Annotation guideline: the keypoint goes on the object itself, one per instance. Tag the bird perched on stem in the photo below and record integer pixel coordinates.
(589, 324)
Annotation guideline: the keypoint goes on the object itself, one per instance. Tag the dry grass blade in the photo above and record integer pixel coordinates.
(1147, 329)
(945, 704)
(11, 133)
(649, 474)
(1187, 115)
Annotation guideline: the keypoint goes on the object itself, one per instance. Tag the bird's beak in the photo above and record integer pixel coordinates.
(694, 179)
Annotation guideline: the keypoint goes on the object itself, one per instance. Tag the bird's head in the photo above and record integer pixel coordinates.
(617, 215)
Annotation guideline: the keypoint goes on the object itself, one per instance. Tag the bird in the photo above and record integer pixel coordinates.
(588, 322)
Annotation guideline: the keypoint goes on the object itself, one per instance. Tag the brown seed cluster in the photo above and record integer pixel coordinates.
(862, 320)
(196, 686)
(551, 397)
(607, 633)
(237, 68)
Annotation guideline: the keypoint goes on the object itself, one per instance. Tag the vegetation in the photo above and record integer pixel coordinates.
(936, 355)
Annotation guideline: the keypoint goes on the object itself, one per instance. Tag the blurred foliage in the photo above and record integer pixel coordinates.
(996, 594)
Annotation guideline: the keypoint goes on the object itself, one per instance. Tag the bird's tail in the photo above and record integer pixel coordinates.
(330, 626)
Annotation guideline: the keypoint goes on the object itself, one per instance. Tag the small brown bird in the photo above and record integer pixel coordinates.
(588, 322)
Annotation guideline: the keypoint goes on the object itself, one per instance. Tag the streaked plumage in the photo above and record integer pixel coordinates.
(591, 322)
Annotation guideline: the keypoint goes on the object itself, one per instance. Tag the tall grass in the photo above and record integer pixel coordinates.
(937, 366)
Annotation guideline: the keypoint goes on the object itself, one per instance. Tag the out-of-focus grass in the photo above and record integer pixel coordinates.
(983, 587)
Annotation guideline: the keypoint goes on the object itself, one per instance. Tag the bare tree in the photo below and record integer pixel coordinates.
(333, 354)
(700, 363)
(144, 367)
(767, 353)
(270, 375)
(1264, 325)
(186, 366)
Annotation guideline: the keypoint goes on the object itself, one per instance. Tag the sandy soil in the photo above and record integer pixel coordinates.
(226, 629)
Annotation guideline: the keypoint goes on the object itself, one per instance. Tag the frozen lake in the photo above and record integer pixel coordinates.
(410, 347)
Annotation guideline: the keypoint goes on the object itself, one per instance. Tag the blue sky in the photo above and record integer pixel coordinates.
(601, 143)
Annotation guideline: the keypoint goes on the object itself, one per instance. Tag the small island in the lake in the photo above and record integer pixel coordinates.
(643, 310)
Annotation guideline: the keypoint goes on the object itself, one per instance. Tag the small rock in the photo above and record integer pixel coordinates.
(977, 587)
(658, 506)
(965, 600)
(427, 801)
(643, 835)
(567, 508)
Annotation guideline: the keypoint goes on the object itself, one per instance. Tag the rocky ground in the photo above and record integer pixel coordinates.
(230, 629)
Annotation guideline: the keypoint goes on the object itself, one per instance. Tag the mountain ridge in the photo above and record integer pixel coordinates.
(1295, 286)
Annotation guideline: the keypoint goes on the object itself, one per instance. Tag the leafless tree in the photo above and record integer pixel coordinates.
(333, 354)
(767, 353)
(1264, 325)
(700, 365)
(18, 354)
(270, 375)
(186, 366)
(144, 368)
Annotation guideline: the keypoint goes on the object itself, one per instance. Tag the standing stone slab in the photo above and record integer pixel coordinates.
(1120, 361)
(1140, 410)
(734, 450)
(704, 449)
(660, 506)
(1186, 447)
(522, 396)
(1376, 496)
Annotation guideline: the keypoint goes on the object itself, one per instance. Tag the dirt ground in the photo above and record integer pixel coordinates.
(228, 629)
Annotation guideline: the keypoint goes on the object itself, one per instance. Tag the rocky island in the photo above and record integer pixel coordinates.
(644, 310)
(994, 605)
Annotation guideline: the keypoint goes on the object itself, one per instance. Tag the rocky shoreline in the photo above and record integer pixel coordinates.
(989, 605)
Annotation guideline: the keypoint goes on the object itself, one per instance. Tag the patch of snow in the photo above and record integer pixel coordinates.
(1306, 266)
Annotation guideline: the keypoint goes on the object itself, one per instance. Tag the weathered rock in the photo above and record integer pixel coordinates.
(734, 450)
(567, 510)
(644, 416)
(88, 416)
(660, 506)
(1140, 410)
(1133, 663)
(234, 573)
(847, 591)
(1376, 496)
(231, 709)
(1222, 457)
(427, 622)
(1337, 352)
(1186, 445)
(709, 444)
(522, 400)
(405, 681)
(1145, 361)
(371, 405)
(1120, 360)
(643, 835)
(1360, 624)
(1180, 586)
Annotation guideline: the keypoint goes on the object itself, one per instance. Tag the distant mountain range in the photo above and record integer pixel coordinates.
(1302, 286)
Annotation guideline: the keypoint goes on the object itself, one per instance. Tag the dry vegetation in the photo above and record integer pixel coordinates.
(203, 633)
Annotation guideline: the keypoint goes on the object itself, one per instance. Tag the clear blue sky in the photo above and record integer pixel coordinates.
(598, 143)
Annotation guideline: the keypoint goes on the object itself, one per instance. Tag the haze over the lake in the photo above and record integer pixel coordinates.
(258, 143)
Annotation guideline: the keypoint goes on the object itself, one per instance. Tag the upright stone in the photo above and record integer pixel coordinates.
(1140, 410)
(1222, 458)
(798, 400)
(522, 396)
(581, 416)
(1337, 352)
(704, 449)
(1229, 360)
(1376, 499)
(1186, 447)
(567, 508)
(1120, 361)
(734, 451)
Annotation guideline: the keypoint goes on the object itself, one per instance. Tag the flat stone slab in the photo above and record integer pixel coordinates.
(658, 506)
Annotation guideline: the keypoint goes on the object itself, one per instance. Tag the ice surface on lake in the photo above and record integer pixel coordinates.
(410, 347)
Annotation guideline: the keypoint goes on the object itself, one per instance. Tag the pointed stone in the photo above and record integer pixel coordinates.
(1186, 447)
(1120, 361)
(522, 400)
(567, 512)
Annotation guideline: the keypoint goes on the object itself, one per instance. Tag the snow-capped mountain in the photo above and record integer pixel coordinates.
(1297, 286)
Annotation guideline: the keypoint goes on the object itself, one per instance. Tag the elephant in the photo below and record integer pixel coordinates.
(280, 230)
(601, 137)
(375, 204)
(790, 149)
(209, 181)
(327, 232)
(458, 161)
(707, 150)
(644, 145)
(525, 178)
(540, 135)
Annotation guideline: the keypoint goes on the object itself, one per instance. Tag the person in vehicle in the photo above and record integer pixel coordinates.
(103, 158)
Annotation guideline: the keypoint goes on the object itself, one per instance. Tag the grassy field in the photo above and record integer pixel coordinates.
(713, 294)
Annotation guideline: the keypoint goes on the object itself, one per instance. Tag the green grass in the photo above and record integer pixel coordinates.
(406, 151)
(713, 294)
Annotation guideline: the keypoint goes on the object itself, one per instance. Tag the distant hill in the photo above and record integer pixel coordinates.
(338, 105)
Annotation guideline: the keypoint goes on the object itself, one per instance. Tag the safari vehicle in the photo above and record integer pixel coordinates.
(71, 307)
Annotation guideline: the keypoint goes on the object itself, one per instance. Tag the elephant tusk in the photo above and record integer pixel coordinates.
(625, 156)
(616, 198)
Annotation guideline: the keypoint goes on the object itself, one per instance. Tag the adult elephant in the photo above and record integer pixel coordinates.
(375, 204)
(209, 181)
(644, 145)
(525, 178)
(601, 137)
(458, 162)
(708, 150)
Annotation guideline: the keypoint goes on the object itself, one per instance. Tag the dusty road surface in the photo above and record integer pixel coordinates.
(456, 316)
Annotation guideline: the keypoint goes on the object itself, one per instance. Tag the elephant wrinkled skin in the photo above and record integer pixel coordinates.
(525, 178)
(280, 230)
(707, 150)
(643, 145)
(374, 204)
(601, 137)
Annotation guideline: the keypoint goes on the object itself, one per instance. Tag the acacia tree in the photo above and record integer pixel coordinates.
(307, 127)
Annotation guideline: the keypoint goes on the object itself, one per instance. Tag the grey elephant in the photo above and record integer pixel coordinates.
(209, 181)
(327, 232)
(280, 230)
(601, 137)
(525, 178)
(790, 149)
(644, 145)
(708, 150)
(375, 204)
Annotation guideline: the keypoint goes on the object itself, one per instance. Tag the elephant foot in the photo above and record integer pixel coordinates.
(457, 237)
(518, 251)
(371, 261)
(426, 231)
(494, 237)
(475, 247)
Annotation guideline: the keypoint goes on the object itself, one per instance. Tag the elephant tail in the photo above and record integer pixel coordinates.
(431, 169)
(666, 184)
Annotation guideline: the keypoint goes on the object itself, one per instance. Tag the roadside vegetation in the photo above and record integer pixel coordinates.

━━━━━━━━

Starting with the line that contains "Tag the acacia", output every line through the end of the listing above, unchanged.

Annotation guideline: the keypoint goes on the object itself, one per instance. Tag the acacia tree in the photo above and record integer pixel coordinates.
(307, 127)
Annotation guideline: the keypoint goes on the object itself, one per instance. Tag the grey elephant in the photo above and record integer pixel coordinates.
(209, 181)
(327, 232)
(280, 230)
(601, 137)
(525, 178)
(790, 149)
(644, 145)
(708, 150)
(375, 204)
Annotation guideline: the keypoint goes on the object itself, one per instance. Tag the elephant foot in the photo above and record integer pixel coordinates.
(457, 237)
(518, 251)
(371, 261)
(426, 231)
(494, 237)
(475, 247)
Annotation guideline: the keypoint goes on the object itself, one per instance. Tag the elephant tail in the photo above and record integer pixel coordinates.
(431, 169)
(666, 184)
Annotation guideline: the keypoint goes on the object itself, one per instance. Tag the roadside vegetation in the photo above and record integer pixel coordinates.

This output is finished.